WHAT YOU HAVE TO DO — Whenever a line in the records below contains "goodgym", pick it out.

MATERIAL SHOWN —

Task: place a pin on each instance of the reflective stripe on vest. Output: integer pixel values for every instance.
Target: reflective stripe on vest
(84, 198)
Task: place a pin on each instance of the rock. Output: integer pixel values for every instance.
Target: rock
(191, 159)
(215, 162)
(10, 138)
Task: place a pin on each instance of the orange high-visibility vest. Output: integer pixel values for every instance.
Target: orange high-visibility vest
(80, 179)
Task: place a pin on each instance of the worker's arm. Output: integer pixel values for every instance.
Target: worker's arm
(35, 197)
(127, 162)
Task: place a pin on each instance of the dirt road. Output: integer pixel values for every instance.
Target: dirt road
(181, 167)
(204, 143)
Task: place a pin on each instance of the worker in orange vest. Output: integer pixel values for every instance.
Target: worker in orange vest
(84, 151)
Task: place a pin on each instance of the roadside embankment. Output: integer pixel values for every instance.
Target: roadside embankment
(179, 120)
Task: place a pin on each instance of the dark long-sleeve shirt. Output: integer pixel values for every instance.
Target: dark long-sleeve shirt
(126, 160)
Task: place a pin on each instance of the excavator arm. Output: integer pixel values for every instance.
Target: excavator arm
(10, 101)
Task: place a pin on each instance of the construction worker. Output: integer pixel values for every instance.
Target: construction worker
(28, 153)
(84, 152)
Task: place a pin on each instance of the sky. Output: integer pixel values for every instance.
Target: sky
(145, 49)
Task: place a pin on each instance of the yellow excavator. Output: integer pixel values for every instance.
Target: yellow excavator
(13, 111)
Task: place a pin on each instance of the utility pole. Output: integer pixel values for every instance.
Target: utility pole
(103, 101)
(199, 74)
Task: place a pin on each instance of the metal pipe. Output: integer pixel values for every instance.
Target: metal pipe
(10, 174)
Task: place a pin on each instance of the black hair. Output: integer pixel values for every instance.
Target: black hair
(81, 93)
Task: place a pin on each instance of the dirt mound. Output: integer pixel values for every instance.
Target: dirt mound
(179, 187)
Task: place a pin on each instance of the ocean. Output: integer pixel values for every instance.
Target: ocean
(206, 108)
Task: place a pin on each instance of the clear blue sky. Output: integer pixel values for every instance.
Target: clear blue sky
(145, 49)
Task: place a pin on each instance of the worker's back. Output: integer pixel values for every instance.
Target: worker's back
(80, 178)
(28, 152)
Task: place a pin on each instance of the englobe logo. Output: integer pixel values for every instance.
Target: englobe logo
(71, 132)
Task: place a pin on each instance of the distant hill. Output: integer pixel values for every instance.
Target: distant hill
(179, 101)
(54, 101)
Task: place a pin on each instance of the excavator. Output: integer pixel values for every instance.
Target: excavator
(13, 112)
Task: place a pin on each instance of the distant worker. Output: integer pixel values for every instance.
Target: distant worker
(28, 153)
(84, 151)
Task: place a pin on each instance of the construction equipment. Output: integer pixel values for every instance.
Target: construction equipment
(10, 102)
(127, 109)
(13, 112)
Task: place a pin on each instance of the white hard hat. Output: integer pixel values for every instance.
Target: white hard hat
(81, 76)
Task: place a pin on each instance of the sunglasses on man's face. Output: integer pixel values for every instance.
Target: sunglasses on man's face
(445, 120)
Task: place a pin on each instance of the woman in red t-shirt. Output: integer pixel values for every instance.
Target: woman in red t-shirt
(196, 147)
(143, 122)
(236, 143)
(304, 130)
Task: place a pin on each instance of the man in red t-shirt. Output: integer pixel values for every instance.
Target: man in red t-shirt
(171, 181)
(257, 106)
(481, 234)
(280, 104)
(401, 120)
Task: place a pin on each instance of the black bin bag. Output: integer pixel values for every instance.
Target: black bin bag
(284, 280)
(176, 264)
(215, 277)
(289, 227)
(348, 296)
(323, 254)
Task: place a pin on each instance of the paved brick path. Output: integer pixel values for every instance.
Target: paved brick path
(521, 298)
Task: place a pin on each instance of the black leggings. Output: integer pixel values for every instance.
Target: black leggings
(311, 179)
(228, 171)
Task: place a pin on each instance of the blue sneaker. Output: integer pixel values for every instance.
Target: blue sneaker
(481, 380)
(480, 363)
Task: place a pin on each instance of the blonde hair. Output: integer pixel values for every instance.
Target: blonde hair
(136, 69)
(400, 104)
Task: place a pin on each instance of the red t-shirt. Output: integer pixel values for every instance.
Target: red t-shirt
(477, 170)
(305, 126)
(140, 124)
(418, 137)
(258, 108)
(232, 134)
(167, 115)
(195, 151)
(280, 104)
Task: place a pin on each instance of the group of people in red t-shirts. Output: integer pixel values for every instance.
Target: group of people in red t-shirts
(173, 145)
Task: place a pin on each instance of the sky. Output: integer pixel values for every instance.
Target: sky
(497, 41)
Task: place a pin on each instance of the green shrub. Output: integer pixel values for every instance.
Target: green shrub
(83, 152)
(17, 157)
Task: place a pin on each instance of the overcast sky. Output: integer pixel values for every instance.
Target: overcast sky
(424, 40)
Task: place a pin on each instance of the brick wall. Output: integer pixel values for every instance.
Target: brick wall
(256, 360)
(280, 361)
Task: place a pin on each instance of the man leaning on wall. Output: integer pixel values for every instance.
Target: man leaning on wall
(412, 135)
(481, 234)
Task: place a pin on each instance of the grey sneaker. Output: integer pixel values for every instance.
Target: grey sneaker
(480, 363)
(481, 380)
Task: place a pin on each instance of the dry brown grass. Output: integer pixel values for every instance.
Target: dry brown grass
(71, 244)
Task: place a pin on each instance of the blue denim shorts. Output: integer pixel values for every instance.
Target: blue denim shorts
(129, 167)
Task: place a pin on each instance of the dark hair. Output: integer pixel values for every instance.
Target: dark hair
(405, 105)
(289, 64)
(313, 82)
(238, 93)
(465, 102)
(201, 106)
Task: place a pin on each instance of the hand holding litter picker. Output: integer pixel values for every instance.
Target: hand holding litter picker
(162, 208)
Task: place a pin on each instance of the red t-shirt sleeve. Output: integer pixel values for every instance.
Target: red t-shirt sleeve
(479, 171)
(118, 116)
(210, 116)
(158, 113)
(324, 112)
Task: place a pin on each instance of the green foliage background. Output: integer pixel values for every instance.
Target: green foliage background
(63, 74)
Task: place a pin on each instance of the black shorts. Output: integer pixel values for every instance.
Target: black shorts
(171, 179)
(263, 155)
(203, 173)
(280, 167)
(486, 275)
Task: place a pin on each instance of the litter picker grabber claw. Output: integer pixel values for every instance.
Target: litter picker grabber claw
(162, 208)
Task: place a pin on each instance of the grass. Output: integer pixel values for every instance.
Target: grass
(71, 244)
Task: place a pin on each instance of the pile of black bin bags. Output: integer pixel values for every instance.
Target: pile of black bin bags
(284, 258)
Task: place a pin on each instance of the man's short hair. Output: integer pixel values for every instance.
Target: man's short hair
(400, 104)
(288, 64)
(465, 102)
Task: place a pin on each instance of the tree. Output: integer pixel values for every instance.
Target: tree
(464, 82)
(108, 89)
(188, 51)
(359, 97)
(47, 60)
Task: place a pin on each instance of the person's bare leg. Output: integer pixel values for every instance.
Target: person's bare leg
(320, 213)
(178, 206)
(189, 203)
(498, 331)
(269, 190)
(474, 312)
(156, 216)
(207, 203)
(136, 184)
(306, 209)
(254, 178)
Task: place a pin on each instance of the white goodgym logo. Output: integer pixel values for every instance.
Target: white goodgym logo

YOUR SOLUTION —
Task: place a pin on each instance of the white goodgym logo. Output: integer pixel values for every instance.
Target: white goodgym logo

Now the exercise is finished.